The next three LHMP entries are all taken from the collection Queerly Phrased: Language Gender, and Sexuality, which focuses on linguistic data and analysis. I'd picked the book up back in my linguistics grad school days, so it wasn't shelved with my gender and sexuality books and I hadn't realized it had relevant articles until I saw the title in a bibliography I was mining and said, "Hey, wait, I think I own that book!" The first two of the articles definitely show some limitations from the authors not having a deep historical background. I may be being a little unfair--looking at the date of publication, a lot of the significant work on the history of sexuality that I take for granted now hadn't been published yet. This particular article has a rather intriguing glossary of terms associated with queer sexuality in French, although anyone planning to use them in historic fiction would do well to understand the more complex and non-sexual uses of the words as well.

************

_Work to complete_.
A) According to the Queerly Phrased passage, what does the collection focus on?
B) Summarize the Queerly Phrased passage in two sentences.
C) Carry the Queerly Phrased passage forward from where it stops.
The entries here come from a different source than the Queerly Phrased passage.

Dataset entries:
************

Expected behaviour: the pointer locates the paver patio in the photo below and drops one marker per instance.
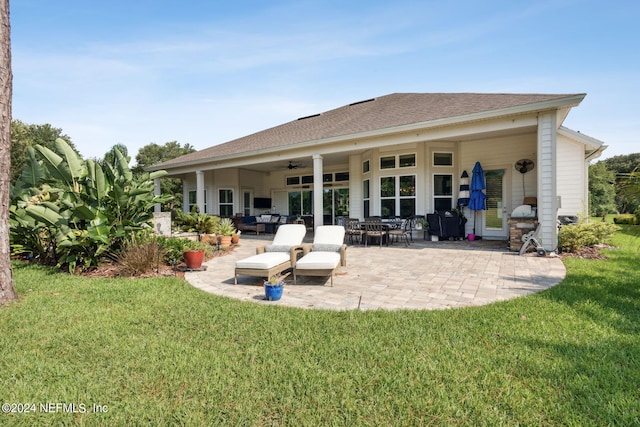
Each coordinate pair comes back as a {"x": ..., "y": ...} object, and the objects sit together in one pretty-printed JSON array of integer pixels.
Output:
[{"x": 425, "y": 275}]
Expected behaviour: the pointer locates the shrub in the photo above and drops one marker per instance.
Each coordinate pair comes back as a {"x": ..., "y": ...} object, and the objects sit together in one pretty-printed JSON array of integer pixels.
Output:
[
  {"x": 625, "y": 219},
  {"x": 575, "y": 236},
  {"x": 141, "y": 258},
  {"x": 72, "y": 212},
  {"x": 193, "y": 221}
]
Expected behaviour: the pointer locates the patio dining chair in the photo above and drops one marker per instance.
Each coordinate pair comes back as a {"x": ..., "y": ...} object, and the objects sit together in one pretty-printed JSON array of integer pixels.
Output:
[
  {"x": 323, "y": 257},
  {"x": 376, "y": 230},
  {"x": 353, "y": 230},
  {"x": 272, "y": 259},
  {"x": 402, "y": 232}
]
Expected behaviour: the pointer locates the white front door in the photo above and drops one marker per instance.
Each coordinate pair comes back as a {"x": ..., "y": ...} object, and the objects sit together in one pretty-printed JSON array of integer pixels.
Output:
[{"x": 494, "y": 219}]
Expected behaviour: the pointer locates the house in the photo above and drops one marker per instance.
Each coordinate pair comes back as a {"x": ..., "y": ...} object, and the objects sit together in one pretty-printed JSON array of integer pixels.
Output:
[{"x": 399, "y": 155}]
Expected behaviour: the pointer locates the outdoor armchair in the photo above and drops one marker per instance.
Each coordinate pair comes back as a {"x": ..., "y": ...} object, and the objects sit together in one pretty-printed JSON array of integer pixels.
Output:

************

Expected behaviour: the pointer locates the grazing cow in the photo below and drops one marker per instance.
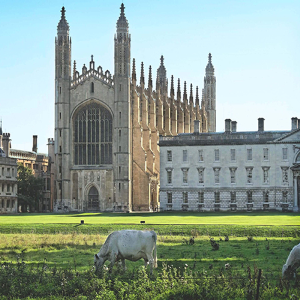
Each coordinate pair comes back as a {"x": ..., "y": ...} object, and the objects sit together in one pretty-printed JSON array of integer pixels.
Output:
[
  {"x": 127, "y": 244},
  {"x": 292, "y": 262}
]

************

_Responses to the exercise_.
A) Linguistic data and analysis.

B) The next three LHMP entries come from the collection Queerly Phrased: Language Gender, and Sexuality, which focuses on linguistic data and analysis and which the writer had owned since linguistics grad school without realizing it held relevant articles. The first two articles show limitations from their authors' lack of deep historical background, though much significant work on the history of sexuality hadn't been published yet, and this article has an intriguing glossary of French terms associated with queer sexuality.

C)
Conner, Randy P. 1997. “Les Molles et les chausses: Mapping the Isle of Hermaphrodites in Premodern France” in Queerly Phrased: Language Gender, and Sexuality, ed. Anna Livia & Kira Hall. New York: Oxford University Press. ISBN 0-19-510471-4
A collection of linguistics papers relating to queer and feminist theory. From a historic context, the coverage is somewhat shallow and oddly focused (most likely due to having been written by linguists rather than historians). In particular there are regular gaps in knowledge about this history of terminology, or confusion about linguistic transmission and equivalence across languages. I have only included the three papers with relevance to the Project.
Connor, Randy P. “Les Molles et les chausses: Mapping the Isle of Hermaphrodites in Premodern France”
This paper starts with a rather poetic framing of the French language of sexuality in the 16th century as “cornucopian in abundance”. The general theme is that this is an era when popular and slang terminology for same-sex and gender-transgressive behavior reflected this sense of expansive abundance in its variability and prevalence.
There is a brief review of various myths of same-sex origins know in 16th century France, such as neo-Platonic interpretations of Plato’s “other half” myth. This is followed by a discussion of the varied and shifting meanings of “sodomite”. The article explores contexts in which “sodomite” is narrowed to cover specifically same-sex activity, including the account by Henri Estienne where he applies it to women. There is a focus on contexts where male and female same-sex activity were treated equivalently. Next there is a consideration of terms that distinguished “active” and “passive” participants, focusing primarily on men, especially the origins and uses of “bardache”.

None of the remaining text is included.